**Texto fornecido:**
========================================================================

“Não vai ter um centímetro demarcado para terras indígenas e quilombolas.” A frase de Jair Bolsonaro, durante palestra no Clube Sociedade Hebraica, em abril de 2017, era mais do que uma pontual promessa de sua antecipada campanha para presidente. O tom agressivo com que a pronunciou indicava que seu governo, para usar uma linguagem comum aos militares, não trataria os povos originários como aliados, mas inimigos.
Uma vez na Presidência, Bolsonaro continuou a hostilidade em relação aos indígenas. Não bastava a paralisação da demarcação de terras, ele queria também a legalização do garimpo nas áreas já concedidas, declaração feita repetidas vezes e que encorajou garimpeiros a avançar sobre o espaço das tribos, como vem ocorrendo agora com os yanomamis, em Roraima.
O ataque do atual presidente ocorreu até mesmo na Assembleia das Nações Unidas. Em setembro do ano passado, Bolsonaro culpou os indígenas pelas queimadas nas florestas brasileiras, uma declaração que segundo o Conselho Indigenista Missionário (Cimi), “demonstra a má-fé, o preconceito e a irresponsabilidade do presidente do Brasil perante outras nações”. Não poderia haver, portanto, momento pior para os indígenas brasileiros enfrentarem uma doença mortal como a Covid-19.

========================================================================

**Detalhes do exercício:**
Por favor, responda às perguntas abaixo com base no texto fornecido.
(a) Em que local Bolsonaro fez a palestra de abril de 2017?
(b) Qual povo, em Roraima, é citado como alvo do avanço de garimpeiros?
(c) Segundo o Cimi, o que a declaração de Bolsonaro na Assembleia das Nações Unidas demonstra?

(Entradas salvas)
========================================================================

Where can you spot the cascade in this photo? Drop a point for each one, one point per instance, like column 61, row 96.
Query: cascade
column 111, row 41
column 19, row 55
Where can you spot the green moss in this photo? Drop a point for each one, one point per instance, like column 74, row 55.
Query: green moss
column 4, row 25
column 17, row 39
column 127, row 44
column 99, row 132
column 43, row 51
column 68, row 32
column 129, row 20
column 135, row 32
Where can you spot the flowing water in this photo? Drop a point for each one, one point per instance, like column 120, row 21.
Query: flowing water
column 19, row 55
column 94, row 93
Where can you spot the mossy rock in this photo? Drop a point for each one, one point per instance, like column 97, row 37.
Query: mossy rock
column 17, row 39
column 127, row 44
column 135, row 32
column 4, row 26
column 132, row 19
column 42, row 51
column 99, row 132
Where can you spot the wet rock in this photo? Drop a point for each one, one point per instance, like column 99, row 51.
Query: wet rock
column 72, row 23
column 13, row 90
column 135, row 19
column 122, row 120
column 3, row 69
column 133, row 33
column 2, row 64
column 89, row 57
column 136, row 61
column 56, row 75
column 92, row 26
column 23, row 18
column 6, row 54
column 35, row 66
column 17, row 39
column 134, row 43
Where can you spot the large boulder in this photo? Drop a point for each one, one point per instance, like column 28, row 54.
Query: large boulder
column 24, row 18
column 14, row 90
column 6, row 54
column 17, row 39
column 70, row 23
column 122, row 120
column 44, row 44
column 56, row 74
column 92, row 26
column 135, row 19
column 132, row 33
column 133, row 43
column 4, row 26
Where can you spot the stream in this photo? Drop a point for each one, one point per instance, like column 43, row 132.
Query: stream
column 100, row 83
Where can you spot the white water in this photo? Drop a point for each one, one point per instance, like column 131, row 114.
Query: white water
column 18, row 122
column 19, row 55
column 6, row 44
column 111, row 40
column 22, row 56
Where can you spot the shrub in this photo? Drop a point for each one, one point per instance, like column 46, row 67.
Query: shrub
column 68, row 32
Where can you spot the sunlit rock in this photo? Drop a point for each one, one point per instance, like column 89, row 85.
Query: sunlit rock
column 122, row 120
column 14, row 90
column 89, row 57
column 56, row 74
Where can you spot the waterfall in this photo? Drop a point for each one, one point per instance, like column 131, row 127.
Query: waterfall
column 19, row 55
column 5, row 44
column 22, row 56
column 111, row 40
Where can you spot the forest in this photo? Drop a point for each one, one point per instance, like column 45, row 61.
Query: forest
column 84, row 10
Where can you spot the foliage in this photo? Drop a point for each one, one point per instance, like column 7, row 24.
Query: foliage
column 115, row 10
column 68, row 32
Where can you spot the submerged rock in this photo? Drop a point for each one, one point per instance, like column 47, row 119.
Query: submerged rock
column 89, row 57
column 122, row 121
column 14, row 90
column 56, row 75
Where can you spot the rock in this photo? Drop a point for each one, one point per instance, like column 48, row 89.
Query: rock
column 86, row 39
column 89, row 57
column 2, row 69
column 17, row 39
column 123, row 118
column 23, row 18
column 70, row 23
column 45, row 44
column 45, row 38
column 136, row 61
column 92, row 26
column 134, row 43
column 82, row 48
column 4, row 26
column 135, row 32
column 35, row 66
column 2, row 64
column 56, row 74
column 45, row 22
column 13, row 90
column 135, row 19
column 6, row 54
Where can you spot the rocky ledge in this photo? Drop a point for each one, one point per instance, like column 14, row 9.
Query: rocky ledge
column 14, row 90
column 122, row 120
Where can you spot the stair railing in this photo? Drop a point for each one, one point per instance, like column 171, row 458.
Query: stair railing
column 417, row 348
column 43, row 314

========================================================================

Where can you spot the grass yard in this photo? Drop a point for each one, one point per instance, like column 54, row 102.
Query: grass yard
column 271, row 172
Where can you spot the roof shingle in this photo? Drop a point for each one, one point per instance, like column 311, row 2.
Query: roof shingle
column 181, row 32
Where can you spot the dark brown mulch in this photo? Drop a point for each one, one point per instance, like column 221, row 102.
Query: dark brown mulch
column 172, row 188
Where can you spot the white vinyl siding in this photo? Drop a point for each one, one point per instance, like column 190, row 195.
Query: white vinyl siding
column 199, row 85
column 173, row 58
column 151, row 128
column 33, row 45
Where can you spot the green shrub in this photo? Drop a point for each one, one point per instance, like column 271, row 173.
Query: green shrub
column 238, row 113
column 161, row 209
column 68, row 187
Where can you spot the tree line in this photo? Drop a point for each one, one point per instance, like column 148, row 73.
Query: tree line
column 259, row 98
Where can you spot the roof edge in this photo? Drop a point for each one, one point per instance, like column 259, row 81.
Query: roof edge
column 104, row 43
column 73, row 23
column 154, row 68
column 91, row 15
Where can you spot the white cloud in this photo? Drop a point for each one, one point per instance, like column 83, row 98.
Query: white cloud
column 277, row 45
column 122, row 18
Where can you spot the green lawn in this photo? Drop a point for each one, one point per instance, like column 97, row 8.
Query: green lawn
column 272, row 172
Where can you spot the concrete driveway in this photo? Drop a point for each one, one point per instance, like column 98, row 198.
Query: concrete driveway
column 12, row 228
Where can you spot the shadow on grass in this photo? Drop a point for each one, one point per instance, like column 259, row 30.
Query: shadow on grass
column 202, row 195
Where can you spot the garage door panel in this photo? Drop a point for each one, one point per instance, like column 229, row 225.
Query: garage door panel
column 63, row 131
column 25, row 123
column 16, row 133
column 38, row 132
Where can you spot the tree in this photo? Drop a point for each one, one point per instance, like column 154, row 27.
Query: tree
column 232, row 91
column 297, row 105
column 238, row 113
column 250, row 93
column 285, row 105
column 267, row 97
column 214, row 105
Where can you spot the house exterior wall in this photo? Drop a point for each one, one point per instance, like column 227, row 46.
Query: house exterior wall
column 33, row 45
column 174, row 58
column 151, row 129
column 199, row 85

========================================================================

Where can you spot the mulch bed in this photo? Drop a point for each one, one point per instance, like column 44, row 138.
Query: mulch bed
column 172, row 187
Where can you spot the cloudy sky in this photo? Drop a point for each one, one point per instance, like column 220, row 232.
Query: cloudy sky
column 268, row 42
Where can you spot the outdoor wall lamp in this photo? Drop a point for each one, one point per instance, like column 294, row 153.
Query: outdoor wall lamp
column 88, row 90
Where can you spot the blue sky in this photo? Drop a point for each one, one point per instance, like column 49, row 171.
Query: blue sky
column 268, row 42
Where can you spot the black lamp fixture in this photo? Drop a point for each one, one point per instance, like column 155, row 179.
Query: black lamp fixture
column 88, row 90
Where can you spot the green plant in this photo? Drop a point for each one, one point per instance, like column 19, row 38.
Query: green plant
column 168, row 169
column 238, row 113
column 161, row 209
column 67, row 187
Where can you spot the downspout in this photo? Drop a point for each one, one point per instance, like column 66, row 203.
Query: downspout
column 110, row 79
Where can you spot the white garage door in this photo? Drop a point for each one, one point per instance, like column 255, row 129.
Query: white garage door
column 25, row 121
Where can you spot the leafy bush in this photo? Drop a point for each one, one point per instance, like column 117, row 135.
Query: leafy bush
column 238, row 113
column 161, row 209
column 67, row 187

========================================================================

**Resposta do exercício:**
(a) No Clube Sociedade Hebraica.
(b) Os yanomamis.
(c) A má-fé, o preconceito e a irresponsabilidade do presidente do Brasil perante outras nações.